• [Complete the following]
- 1) Print the Oscar predictions text from "Will win: Birdman" to "from the studios.".
- 2) Count the lines in the records that contain the string "road", and reply with the number alone.

━━━ Document extract ━━━

Will win: Interstellar
Dawn of the Planet of the Apes poses a serious threat with its motion-performance magic, but the rest of the contenders—all superhero movies—are totally interchangeable.

Should win: Interstellar
Christopher Nolan’s space odyssey may have had its problems, but convincingly launching viewers through wormholes wasn’t one of them.

Should have been nominated: Bird People
Creating a believable sparrow may not be the sexiest use of special effects, but imbuing that bird with a full range of human emotion (and resting an entire movie on it) is mighty impressive stuff.

Best Picture

Will win: Birdman
There’s real euphoria in seeing Michael Keaton soar again, and Birdman’s narrative about rebirth resonates deeply with Hollywood. Voters won’t have a problem getting behind a movie expressly about artistic integrity (alien as that may be).

Should win: Boyhood
An Oscar win would be a reminder that the best innovations have nothing to do with technology. Boyhood will stand the test of time—in fact, it already has.

Should have been nominated: Gone Girl
Big Hollywood's most stylish and sneaky blockbuster of 2014 deserved a place at the table. David Fincher's ferocious marital satire (an improvement on the novel) is exactly the kind of smart entertainment we say we want from the studios.

━━━ Record excerpts ━━━

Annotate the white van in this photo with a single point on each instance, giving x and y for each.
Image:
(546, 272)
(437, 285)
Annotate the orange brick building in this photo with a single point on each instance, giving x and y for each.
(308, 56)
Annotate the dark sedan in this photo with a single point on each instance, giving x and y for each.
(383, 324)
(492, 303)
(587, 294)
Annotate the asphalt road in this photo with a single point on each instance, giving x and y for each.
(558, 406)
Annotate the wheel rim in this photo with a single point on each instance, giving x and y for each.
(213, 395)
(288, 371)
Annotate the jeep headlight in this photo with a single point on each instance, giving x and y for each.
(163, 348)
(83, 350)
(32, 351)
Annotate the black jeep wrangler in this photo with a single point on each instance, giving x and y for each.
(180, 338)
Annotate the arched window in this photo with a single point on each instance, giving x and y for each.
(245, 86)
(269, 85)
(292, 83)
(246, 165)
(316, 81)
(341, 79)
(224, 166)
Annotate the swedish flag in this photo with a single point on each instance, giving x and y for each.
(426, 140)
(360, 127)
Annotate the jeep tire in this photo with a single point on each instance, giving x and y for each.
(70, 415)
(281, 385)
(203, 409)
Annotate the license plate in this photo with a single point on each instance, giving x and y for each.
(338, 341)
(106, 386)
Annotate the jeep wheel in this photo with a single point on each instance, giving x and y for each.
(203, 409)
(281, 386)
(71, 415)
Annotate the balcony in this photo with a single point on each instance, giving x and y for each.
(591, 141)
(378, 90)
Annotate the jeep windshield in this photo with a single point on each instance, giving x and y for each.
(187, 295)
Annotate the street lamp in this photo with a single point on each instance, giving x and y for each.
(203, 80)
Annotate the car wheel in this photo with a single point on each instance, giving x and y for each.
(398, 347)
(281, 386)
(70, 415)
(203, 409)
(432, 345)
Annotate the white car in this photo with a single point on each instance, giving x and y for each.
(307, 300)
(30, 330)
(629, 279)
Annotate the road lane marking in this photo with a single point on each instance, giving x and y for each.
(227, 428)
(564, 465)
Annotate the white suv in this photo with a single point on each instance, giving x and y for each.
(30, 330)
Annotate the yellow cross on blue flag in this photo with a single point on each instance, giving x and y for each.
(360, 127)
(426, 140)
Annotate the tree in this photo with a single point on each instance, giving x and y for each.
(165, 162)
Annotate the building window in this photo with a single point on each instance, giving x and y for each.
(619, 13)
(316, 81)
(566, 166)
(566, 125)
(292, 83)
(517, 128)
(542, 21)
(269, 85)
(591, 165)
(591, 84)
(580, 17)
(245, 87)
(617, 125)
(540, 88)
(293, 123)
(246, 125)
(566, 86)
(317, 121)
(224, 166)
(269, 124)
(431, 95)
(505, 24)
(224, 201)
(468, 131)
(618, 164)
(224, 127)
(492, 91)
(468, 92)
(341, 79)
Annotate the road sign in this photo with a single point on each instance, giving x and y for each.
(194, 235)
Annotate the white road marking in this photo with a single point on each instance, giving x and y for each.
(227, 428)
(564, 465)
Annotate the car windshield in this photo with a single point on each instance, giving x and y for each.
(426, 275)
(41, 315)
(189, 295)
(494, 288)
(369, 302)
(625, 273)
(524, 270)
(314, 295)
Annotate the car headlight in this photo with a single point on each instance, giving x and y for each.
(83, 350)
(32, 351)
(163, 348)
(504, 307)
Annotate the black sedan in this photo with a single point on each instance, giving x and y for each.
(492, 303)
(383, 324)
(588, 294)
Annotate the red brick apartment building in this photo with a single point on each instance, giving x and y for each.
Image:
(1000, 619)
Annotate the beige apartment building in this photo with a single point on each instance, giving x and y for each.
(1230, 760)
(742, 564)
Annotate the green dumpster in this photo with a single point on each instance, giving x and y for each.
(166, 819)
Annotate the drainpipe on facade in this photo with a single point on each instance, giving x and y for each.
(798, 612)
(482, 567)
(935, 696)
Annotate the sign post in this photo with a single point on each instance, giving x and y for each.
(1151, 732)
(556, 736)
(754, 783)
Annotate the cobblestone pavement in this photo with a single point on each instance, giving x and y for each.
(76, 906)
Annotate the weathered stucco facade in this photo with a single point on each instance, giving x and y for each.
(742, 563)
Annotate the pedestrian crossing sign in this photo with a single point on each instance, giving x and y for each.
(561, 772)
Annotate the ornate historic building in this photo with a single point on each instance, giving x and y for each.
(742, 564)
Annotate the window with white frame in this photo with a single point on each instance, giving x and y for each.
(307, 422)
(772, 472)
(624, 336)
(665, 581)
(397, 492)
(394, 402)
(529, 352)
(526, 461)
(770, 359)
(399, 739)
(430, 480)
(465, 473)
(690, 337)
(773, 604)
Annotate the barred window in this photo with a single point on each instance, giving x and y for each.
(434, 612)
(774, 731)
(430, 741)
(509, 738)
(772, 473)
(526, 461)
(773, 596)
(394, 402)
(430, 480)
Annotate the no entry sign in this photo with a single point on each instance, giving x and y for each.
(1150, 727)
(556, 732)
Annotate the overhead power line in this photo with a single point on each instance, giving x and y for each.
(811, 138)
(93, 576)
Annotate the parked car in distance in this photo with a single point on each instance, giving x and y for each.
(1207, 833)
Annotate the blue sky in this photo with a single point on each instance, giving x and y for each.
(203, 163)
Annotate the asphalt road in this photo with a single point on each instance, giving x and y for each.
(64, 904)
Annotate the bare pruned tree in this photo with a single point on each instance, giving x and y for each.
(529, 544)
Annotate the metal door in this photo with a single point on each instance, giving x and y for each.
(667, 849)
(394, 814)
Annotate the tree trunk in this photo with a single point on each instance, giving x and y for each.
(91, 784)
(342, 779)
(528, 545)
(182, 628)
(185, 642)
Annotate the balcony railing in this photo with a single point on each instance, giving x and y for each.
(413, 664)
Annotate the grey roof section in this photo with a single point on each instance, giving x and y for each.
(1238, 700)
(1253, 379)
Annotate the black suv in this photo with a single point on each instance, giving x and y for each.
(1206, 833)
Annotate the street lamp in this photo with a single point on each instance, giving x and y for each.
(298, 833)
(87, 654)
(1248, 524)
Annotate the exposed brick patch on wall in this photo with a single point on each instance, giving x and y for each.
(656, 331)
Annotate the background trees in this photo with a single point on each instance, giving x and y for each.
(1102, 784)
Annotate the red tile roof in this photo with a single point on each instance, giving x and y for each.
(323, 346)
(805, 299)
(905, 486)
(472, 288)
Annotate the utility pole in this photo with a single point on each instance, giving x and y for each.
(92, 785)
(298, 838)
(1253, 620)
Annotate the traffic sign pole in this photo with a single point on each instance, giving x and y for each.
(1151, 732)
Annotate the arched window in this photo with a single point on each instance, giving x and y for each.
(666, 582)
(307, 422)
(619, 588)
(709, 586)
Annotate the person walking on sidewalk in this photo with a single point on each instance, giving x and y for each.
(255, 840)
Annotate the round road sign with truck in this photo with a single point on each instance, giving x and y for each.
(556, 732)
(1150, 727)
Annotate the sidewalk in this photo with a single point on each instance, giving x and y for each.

━━━

• [Per-task answers]
- 1)
Will win: Birdman
There’s real euphoria in seeing Michael Keaton soar again, and Birdman’s narrative about rebirth resonates deeply with Hollywood. Voters won’t have a problem getting behind a movie expressly about artistic integrity (alien as that may be).

Should win: Boyhood
An Oscar win would be a reminder that the best innovations have nothing to do with technology. Boyhood will stand the test of time—in fact, it already has.

Should have been nominated: Gone Girl
Big Hollywood's most stylish and sneaky blockbuster of 2014 deserved a place at the table. David Fincher's ferocious marital satire (an improvement on the novel) is exactly the kind of smart entertainment we say we want from the studios.

- 2) 6